| WHAT IS BEING ASKED |
Please return each line in the material below that contains the string "floor", matching case exactly.

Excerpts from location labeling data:
---*---
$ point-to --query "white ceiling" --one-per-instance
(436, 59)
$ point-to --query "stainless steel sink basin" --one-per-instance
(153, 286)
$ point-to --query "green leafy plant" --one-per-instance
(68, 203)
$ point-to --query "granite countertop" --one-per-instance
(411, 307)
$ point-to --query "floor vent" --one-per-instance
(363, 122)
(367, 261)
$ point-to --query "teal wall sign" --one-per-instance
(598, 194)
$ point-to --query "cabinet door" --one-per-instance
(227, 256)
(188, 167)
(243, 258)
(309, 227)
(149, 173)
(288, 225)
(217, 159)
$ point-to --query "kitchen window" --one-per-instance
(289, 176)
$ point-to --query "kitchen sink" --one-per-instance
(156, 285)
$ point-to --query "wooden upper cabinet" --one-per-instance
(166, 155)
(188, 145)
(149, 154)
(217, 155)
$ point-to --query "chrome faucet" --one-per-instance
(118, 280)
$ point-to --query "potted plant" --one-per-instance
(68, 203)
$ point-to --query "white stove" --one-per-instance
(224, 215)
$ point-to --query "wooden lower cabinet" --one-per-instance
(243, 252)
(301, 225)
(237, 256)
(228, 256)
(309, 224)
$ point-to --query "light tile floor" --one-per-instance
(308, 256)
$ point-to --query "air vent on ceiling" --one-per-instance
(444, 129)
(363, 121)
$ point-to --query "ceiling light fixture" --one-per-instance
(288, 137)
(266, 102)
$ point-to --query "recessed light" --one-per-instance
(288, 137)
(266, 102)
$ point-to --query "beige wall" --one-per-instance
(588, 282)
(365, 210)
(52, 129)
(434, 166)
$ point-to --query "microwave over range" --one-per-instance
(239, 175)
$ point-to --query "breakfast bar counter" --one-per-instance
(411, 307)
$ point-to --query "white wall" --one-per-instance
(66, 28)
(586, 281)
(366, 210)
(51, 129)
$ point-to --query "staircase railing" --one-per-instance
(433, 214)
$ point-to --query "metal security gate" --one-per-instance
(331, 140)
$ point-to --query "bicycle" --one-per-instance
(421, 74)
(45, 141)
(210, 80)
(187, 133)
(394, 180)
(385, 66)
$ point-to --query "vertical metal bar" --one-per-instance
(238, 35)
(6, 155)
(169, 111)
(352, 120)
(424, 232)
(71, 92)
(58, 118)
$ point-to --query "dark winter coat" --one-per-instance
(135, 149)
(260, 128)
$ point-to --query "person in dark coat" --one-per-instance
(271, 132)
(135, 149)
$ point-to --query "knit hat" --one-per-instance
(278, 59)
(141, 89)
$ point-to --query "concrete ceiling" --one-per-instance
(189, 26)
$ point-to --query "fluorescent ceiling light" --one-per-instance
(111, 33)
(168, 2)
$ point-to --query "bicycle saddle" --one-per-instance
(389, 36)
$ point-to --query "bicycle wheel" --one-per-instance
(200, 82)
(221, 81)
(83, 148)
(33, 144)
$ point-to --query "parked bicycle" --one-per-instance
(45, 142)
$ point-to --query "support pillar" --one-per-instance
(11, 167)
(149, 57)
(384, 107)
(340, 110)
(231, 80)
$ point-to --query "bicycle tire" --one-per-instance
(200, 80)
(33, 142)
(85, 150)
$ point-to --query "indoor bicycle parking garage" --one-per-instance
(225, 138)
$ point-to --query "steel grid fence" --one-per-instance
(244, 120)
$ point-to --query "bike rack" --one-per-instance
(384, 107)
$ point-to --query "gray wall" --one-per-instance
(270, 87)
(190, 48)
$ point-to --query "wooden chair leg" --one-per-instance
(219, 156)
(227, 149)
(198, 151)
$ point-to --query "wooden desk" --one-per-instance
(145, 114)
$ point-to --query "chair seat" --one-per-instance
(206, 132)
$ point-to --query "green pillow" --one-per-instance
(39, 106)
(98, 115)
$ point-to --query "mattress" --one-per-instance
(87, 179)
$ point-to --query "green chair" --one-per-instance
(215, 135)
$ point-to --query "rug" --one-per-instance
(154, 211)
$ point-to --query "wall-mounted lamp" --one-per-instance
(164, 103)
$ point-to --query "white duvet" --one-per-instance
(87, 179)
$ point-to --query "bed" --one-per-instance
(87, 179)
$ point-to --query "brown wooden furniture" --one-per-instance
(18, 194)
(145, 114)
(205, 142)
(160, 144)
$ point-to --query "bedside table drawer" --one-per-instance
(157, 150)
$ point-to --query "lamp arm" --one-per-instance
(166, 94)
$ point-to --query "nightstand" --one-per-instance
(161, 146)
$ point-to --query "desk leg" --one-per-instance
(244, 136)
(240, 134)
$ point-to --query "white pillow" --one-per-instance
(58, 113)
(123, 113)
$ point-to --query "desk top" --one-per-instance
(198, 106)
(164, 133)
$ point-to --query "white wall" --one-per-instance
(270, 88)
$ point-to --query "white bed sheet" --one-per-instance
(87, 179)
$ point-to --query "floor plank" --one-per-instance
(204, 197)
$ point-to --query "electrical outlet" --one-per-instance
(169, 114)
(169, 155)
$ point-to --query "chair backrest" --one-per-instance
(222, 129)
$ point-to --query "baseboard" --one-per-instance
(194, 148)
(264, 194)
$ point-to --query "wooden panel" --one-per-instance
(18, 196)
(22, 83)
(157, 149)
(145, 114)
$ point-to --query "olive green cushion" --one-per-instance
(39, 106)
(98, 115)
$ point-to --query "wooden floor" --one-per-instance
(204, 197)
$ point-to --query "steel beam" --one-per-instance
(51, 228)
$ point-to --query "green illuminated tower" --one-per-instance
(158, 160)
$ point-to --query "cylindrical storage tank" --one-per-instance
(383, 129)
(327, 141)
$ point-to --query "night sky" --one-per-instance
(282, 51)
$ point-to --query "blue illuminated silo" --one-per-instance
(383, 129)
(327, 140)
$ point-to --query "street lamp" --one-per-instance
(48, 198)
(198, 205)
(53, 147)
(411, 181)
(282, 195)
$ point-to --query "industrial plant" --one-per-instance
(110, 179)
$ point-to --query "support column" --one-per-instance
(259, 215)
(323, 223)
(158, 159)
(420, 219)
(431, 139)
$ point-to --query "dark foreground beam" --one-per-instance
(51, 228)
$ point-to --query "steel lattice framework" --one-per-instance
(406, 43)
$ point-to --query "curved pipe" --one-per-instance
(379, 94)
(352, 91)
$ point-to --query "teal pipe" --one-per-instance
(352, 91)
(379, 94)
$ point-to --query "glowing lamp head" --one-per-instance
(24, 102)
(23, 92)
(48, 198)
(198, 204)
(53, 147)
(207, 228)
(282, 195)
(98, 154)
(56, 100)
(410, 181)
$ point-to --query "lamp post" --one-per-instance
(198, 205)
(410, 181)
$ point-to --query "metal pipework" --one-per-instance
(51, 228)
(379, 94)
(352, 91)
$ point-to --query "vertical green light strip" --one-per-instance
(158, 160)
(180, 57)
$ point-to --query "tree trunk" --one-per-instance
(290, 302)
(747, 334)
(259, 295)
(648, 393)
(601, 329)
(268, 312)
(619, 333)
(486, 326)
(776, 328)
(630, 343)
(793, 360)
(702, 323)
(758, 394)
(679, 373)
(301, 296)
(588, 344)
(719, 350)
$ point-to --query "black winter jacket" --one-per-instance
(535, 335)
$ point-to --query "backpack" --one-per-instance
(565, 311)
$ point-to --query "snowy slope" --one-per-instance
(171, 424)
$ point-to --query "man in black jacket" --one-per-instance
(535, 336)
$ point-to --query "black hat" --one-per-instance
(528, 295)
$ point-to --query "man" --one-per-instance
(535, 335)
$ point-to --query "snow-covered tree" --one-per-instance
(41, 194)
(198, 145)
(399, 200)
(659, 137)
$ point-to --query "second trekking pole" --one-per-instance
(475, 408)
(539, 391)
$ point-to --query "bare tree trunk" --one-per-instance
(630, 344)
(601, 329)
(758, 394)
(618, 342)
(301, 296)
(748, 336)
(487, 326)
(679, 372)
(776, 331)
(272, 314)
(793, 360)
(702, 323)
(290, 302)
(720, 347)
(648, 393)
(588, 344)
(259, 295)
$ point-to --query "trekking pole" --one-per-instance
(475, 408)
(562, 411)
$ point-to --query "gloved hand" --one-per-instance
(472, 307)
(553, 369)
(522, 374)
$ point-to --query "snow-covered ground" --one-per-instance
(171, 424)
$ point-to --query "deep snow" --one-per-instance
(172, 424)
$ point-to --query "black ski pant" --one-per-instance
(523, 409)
---*---
| FULL ANSWER |
$ point-to --query "floor vent" --one-per-instance
$ point-to --query "light tile floor" --one-per-instance
$ point-to --query "floor plank" --one-per-instance
$ point-to --query "wooden floor" --one-per-instance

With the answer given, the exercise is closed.